Problem to solve - Below are records; copy every line in them that holds the word "lamp".

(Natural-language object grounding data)
- Opening Delimiter -
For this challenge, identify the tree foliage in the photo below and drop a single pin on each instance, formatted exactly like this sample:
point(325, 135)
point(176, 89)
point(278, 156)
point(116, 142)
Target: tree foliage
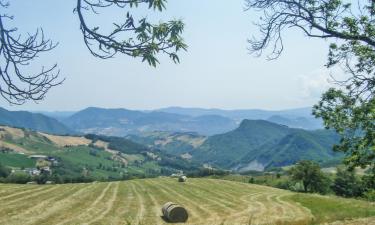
point(347, 184)
point(349, 108)
point(311, 176)
point(137, 38)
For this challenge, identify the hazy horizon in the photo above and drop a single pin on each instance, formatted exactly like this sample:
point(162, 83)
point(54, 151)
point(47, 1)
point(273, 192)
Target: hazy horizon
point(217, 71)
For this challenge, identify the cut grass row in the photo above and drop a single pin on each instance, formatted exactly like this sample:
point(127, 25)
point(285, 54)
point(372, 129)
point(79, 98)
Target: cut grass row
point(208, 201)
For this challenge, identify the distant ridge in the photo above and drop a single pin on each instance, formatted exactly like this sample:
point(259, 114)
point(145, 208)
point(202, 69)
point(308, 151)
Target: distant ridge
point(121, 122)
point(259, 144)
point(33, 121)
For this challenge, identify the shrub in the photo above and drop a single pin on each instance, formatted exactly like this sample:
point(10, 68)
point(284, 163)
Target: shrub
point(18, 178)
point(347, 184)
point(4, 171)
point(370, 195)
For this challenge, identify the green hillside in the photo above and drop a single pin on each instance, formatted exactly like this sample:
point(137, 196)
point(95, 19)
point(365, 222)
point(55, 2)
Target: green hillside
point(254, 145)
point(92, 157)
point(257, 145)
point(33, 121)
point(296, 146)
point(137, 202)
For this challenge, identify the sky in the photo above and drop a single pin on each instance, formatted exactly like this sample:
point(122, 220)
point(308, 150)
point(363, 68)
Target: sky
point(217, 71)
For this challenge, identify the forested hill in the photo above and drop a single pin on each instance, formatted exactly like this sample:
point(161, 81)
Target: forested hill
point(258, 144)
point(121, 122)
point(33, 121)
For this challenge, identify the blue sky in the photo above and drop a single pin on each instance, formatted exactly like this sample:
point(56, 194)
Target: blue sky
point(216, 72)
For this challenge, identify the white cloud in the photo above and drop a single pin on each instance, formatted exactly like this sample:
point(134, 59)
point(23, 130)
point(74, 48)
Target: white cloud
point(314, 84)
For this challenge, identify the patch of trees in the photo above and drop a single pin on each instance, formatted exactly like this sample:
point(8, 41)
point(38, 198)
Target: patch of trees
point(307, 176)
point(348, 107)
point(120, 144)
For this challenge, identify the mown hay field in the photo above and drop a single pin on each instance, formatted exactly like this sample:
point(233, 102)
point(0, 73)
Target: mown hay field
point(208, 201)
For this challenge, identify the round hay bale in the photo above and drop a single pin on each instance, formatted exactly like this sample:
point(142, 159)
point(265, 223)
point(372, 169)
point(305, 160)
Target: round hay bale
point(182, 179)
point(174, 213)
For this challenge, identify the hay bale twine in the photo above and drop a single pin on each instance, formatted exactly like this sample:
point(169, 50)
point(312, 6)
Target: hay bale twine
point(182, 179)
point(174, 213)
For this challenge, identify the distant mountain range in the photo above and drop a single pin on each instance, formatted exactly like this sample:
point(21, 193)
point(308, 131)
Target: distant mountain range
point(296, 118)
point(121, 122)
point(33, 121)
point(206, 136)
point(254, 145)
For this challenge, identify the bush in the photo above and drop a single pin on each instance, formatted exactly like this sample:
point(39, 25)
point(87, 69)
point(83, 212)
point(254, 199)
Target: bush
point(369, 195)
point(4, 171)
point(18, 178)
point(347, 184)
point(310, 175)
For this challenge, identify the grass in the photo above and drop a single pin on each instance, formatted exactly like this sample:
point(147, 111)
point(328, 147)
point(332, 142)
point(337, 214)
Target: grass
point(330, 208)
point(208, 201)
point(16, 160)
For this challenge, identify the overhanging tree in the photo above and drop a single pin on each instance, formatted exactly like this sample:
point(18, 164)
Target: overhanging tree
point(133, 37)
point(349, 108)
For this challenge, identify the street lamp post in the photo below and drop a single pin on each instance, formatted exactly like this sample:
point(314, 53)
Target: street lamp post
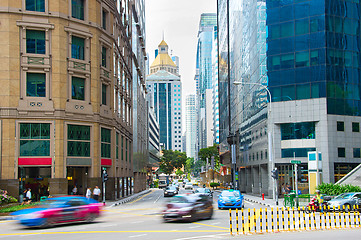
- Closing Delimiter -
Exercise response -
For this challenge, identify the street lamp post in the photo below and drop a single pin on each instance, formatted exactly like this sample:
Target: street lamp post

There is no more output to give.